▼
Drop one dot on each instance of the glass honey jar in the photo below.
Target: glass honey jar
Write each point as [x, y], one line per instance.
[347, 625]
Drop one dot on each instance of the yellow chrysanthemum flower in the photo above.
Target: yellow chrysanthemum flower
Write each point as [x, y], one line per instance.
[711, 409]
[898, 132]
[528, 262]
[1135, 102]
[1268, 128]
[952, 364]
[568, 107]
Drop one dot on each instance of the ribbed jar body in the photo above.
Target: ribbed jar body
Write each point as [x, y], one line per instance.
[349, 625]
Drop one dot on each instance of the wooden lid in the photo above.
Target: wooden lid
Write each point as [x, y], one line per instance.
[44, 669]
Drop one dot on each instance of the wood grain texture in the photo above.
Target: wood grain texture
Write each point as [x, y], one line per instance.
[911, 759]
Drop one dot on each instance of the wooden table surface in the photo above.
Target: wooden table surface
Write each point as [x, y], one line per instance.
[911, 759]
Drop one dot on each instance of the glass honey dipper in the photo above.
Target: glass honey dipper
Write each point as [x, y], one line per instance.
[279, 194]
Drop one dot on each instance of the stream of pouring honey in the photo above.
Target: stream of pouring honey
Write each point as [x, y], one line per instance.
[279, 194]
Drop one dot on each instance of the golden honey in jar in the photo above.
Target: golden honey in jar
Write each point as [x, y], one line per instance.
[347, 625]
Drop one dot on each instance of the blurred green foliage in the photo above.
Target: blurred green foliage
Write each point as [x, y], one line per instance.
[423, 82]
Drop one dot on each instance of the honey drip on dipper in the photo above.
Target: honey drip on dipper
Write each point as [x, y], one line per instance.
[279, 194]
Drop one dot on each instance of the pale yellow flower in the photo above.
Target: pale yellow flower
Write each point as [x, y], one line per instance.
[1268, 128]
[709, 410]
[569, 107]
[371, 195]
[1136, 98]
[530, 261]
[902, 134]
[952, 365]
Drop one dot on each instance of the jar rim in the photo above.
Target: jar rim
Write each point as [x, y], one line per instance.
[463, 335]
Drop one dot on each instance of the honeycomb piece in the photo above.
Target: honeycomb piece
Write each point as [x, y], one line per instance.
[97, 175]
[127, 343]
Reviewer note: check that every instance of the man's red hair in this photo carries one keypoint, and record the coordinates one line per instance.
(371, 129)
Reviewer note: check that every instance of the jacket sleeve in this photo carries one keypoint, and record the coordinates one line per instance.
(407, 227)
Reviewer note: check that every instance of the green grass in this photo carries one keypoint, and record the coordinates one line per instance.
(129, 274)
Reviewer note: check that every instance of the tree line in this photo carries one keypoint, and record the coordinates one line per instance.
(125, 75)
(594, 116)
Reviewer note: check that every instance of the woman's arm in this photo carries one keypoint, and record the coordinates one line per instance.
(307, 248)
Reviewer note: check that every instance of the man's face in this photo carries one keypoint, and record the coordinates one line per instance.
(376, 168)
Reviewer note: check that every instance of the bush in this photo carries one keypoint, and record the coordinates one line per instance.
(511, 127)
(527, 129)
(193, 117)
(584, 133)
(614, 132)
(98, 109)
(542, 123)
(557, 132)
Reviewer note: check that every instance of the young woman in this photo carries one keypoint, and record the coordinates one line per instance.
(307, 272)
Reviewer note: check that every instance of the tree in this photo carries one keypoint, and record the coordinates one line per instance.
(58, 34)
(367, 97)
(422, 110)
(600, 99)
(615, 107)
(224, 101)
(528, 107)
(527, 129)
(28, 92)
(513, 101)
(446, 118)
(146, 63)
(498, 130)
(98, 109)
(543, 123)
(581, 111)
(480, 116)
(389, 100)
▲
Aim of the exercise>
A faithful copy of the whole listing is needed.

Task solution>
Drop one dot on each instance of the glass honey jar in the photo below.
Target: glass honey jar
Write each point as [x, y], one line per instance.
[347, 625]
Drop one dot on each instance of the yellow chrysanthemum flower in the photo above.
Target: yellow chrysanthemum flower
Write each point as [x, y], one line per instance.
[711, 409]
[898, 132]
[528, 262]
[1135, 102]
[1268, 128]
[952, 364]
[568, 107]
Drop one dot on each instance of the ribbed jar body in the photo above.
Target: ribbed jar body
Write each point as [x, y], one line per instance.
[349, 625]
Drop one dot on each instance of the wooden lid in the photo above.
Target: wooden lid
Write each point as [x, y], one line per instance.
[44, 669]
Drop one dot on each instance of the wood grain texture in the photo above.
Target: wood grain texture
Write each point as [x, y], one line per instance.
[911, 759]
Drop one dot on each instance of the wooden table surface in the photo above.
Target: wooden table surface
Write each point as [x, y], one line per instance.
[911, 759]
Drop one dot on each instance of the glass honey dipper in the photo above.
Target: glass honey dipper
Write each point as [x, y], one line per instance.
[279, 194]
Drop one dot on each instance of the stream of pouring honey in the photo above.
Target: stream of pouring honey
Write each point as [x, y], one line per instance.
[279, 194]
Drop one dot on each instance of the golden honey in jar in the photo above.
Target: golden honey in jar
Write each point as [x, y], one line per instance.
[347, 625]
Drop one dot on each instance of the blurred green foliage in the photo above.
Target: blurred green foliage
Write each point as [x, y], one line per instance.
[423, 82]
Drop one dot on each instance of the honey drip on dipper in the photo above.
Target: honey drip on dipper
Write each point as [x, y], one line per instance.
[279, 194]
Drop one dot on each instance of the pale yellow flower in the photo above.
Target: pale yellow flower
Write each point as [x, y], one line per instance.
[1268, 128]
[709, 410]
[569, 107]
[371, 195]
[1136, 98]
[530, 261]
[902, 134]
[952, 365]
Drop one dot on each instance of the jar rim in the photo above.
Target: jar rim
Write each point as [x, y], one line per instance.
[463, 335]
Drop one dot on each instance of the honeycomb piece in the photo above.
Target: honeycomb piece
Write each point as [x, y], one line per instance.
[97, 175]
[127, 343]
Reviewer note: check that every instance of the man's red hair in this photo carries one keypoint, and record the coordinates one line per instance.
(371, 129)
Reviewer note: check that every instance of the jacket sleeve in this photo carries one keypoint, and record the coordinates one line per instance.
(407, 227)
Reviewer note: check that every instance of the green grass in this photo carries one keypoint, and record the coordinates one line per instance.
(129, 274)
Reviewer note: check that every instance of the tree line in this photo carries one keypoint, and record the coordinates one line per instance.
(125, 75)
(594, 116)
Reviewer note: check that every instance of the woman's arm in this photo carries one keypoint, and record the coordinates one line per instance.
(307, 248)
Reviewer note: check that every instance of the man's face in this photo carries one keypoint, and record the coordinates one line per instance.
(376, 168)
Reviewer note: check that every instance of the bush in this photo carries one keypoint, and record the coordinates one line per instance.
(511, 127)
(527, 129)
(193, 117)
(584, 133)
(614, 132)
(98, 109)
(542, 123)
(557, 132)
Reviewer note: check that every instance of the young woman in this photo carries one keypoint, and record the coordinates one line per instance.
(307, 272)
Reviewer note: check that every instance of the tree in this photo carries one keypoint, and record the coordinates one line per instance.
(58, 34)
(367, 97)
(422, 110)
(600, 99)
(615, 107)
(224, 101)
(528, 107)
(527, 129)
(28, 92)
(513, 101)
(446, 118)
(146, 63)
(498, 130)
(98, 109)
(543, 123)
(581, 111)
(480, 116)
(389, 100)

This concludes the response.